*** Opening Information ***

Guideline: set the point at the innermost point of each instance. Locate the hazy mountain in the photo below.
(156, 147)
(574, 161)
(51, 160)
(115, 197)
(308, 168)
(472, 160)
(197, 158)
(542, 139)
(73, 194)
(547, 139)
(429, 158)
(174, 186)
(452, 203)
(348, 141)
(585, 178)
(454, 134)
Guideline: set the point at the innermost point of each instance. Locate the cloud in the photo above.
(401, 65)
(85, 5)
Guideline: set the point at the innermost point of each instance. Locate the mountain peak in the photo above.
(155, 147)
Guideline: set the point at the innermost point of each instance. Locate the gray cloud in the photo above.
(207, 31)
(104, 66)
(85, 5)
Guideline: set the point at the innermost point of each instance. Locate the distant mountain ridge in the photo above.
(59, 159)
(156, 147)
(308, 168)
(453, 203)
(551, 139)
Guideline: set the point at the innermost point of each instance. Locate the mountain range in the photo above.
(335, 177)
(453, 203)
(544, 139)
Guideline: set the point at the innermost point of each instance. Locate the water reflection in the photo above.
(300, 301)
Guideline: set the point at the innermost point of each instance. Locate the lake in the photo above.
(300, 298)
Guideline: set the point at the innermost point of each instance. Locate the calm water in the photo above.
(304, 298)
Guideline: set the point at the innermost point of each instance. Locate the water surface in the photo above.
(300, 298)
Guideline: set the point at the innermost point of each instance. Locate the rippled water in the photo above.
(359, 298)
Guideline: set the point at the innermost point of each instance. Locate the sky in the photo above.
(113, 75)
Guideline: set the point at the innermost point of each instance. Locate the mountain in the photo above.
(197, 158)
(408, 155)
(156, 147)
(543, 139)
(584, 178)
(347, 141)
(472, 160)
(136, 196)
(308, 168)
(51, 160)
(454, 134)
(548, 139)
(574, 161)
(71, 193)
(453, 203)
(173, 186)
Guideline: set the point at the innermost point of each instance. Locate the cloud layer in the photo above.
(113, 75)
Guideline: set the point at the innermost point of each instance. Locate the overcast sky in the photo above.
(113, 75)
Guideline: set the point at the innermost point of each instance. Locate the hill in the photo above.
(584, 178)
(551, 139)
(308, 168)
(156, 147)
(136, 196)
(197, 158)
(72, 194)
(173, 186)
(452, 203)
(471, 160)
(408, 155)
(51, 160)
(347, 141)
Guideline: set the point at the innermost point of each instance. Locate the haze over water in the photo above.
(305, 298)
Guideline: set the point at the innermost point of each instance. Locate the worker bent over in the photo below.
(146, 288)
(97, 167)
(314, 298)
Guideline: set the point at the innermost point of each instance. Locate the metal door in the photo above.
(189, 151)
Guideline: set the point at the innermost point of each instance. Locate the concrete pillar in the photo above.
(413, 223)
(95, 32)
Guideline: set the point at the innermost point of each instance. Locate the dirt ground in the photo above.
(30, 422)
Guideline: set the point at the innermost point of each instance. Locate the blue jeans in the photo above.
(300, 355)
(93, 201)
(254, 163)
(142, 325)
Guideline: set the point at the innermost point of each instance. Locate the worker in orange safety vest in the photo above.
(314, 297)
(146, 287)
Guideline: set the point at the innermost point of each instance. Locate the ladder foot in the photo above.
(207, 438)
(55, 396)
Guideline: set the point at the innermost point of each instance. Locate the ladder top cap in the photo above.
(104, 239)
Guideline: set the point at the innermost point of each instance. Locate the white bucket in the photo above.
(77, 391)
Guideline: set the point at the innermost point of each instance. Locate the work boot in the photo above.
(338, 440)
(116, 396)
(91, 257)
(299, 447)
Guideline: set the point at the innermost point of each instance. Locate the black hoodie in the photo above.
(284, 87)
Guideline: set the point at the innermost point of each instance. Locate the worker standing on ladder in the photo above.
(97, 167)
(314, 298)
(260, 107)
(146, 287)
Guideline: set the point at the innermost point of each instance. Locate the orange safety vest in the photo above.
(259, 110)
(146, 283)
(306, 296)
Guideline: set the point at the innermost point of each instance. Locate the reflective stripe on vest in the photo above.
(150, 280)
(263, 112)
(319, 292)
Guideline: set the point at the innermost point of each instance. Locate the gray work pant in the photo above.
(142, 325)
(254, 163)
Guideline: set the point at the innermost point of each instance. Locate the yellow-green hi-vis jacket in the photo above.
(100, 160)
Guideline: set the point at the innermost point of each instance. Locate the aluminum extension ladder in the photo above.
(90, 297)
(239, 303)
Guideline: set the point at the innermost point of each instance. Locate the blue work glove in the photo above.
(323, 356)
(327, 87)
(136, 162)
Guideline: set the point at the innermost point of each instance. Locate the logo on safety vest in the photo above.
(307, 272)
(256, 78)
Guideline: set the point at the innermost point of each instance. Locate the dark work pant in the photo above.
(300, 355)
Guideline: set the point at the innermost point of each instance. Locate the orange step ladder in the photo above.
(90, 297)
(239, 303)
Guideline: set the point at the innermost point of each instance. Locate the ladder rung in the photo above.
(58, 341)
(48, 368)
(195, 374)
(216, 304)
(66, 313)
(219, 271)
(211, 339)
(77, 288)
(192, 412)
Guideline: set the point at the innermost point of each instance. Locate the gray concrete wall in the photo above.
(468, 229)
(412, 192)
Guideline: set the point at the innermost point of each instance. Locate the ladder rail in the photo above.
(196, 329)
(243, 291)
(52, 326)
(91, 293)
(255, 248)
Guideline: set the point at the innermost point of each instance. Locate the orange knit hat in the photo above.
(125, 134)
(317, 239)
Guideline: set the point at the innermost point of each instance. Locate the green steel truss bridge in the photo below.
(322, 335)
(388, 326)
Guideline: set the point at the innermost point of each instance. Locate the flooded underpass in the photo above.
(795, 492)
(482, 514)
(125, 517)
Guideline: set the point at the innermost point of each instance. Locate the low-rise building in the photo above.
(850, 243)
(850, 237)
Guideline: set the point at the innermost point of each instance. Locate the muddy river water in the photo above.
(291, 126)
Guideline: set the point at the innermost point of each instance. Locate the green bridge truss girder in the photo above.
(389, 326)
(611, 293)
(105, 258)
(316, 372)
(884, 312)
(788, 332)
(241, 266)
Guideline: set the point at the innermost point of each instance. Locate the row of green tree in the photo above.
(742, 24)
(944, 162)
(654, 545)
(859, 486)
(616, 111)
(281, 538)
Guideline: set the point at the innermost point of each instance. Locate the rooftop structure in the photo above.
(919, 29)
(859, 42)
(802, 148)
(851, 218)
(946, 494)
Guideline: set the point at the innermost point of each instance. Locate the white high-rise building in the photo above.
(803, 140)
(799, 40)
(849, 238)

*** Closing Information ***

Exercise brief: Nothing in the data may be left out; copy every line exactly.

Task output:
Guideline: set the point at the innermost point of each instance. Locate the hazy mountain in the photo below.
(156, 147)
(574, 161)
(51, 160)
(115, 197)
(308, 168)
(472, 160)
(197, 158)
(542, 139)
(73, 194)
(547, 139)
(429, 158)
(174, 186)
(452, 203)
(348, 141)
(585, 178)
(454, 134)
Guideline: set the point at the innermost point of each instance. Locate the cloud in the photo above.
(401, 65)
(85, 5)
Guideline: set the point at the innermost point of each instance. Locate the mountain peak in the photo above.
(155, 147)
Guideline: set the point at the innermost point of each instance. Locate the gray cloud in the photo above.
(207, 31)
(104, 66)
(85, 5)
Guideline: set the point at the innermost point of each instance. Locate the distant mountain ridge in the photo above.
(59, 159)
(156, 147)
(308, 168)
(453, 203)
(551, 139)
Guideline: set the point at the innermost point of each instance. Locate the mountain range in the photo above.
(335, 177)
(453, 203)
(544, 139)
Guideline: set the point at the innermost point of each instance. Locate the water reflection in the photo above.
(300, 301)
Guideline: set the point at the innermost point of each instance. Locate the lake in the photo above.
(300, 298)
Guideline: set the point at the innermost point of each instance. Locate the calm water in the photo above.
(304, 298)
Guideline: set the point at the innermost point of each instance. Locate the water surface in the photo above.
(300, 298)
Guideline: set the point at the innermost point of each instance. Locate the rippled water in the photo above.
(359, 298)
Guideline: set the point at the innermost point of each instance. Locate the sky in the photo above.
(113, 75)
Guideline: set the point at the innermost point of each instance. Locate the mountain in the photo above.
(197, 158)
(408, 155)
(156, 147)
(543, 139)
(584, 178)
(347, 141)
(472, 160)
(136, 196)
(308, 168)
(51, 160)
(454, 134)
(548, 139)
(574, 161)
(71, 193)
(453, 203)
(173, 186)
Guideline: set the point at the innermost point of each instance. Locate the cloud layer in the photo above.
(113, 75)
Guideline: set the point at the innermost point of each instance. Locate the overcast sky in the photo above.
(113, 75)
Guideline: set the point at the innermost point of each instance. Locate the hill in the photo above.
(584, 178)
(551, 139)
(308, 168)
(156, 147)
(136, 196)
(197, 158)
(72, 194)
(173, 186)
(452, 203)
(471, 160)
(408, 155)
(51, 160)
(347, 141)
Guideline: set the point at the innermost point of each instance. Locate the haze over water in the photo above.
(305, 298)
Guideline: set the point at the innermost point of each instance. Locate the worker bent over in the photo below.
(146, 288)
(97, 167)
(314, 298)
Guideline: set the point at the innermost point of each instance. Locate the metal door in the photo above.
(189, 151)
Guideline: set the point at the innermost point of each instance. Locate the concrete pillar in the photo above.
(413, 223)
(95, 32)
Guideline: set the point at the innermost point of each instance. Locate the dirt ground in the photo above.
(30, 422)
Guideline: set the point at the innermost point of each instance. Locate the blue jeans in the photo above.
(300, 355)
(93, 201)
(254, 163)
(142, 325)
Guideline: set the point at the innermost point of each instance. Locate the worker in orange safety vest in the photo above.
(314, 297)
(146, 287)
Guideline: set the point at the innermost point of each instance. Locate the ladder foot in the photo above.
(207, 438)
(55, 396)
Guideline: set the point at the innermost point of each instance. Locate the ladder top cap in the photo above.
(104, 239)
Guideline: set the point at the innermost point of each instance. Locate the white bucket in the photo above.
(77, 391)
Guideline: set the point at the innermost point of each instance. Locate the work boot in the photo above.
(338, 440)
(116, 396)
(91, 257)
(299, 447)
Guideline: set the point at the innermost point of each instance. Locate the black hoodie in the photo above.
(284, 87)
Guideline: set the point at the innermost point of each instance. Locate the worker standing on ladder in the photo above.
(97, 167)
(314, 298)
(260, 107)
(146, 287)
Guideline: set the point at the innermost point of each instance. Locate the orange safety vest in the photo above.
(259, 110)
(146, 283)
(306, 296)
Guideline: set the point at the innermost point of each instance. Locate the reflective stripe on vest in the photo above.
(150, 280)
(263, 112)
(319, 292)
Guideline: set the point at the innermost point of each instance. Locate the gray work pant in the photo above.
(142, 325)
(254, 163)
Guideline: set the point at the innermost point of each instance. Locate the yellow-green hi-vis jacket in the photo above.
(100, 160)
Guideline: set the point at the innermost point of each instance. Locate the aluminum extension ladder in the photo above.
(90, 297)
(239, 303)
Guideline: set the point at the innermost point of each instance. Locate the blue work glove in the photo above.
(323, 356)
(327, 87)
(136, 162)
Guideline: set the point at the innermost point of each instance. Locate the logo on safety vest in the photo above.
(307, 272)
(256, 78)
Guideline: set the point at the innermost point of each instance. Locate the dark work pant in the photo above.
(300, 355)
Guideline: set the point at the innermost point of each instance. Locate the orange step ladder in the photo above.
(90, 297)
(239, 303)
Guideline: set the point at the innermost point of each instance. Locate the ladder rung in the photo above.
(58, 341)
(48, 368)
(195, 374)
(216, 304)
(66, 313)
(219, 271)
(211, 339)
(77, 288)
(192, 412)
Guideline: set the point at the innermost point of each instance. Locate the gray concrete wall in the photo above.
(468, 229)
(412, 192)
Guideline: set the point at the innermost point of each instance. Locate the ladder rail in the photo above.
(196, 329)
(243, 291)
(52, 326)
(91, 293)
(255, 248)
Guideline: set the point at the innermost point of each instance. Locate the orange knit hat in the photo above.
(125, 134)
(317, 239)
Guideline: set the point at the innermost point of each instance. Locate the green steel truss bridge in the photo below.
(322, 335)
(388, 326)
Guideline: set the point at the innermost point of each instance. Locate the flooded underpass in the photo above.
(795, 492)
(482, 514)
(125, 517)
Guideline: set the point at the innermost point of each instance. Locate the low-rise building in the photo above.
(850, 243)
(850, 237)
Guideline: set the point at the innermost point of each instance. Locate the muddy river water in the photo above.
(291, 126)
Guideline: set the point at the innermost point of each instance. Locate the green bridge truss girder in the photo above.
(389, 326)
(611, 293)
(105, 258)
(316, 372)
(884, 312)
(788, 332)
(241, 266)
Guideline: set the point at the innermost point of each instance. Locate the row of green tree in the photo above.
(742, 24)
(944, 162)
(654, 545)
(859, 486)
(616, 111)
(281, 538)
Guideline: set the point at the innermost point of each instance. Locate the rooftop structure in the photo above.
(919, 29)
(859, 42)
(802, 148)
(851, 218)
(946, 494)
Guideline: set the point at the innermost point of each instance. Locate the white high-rise building in the photo above.
(803, 140)
(799, 40)
(849, 238)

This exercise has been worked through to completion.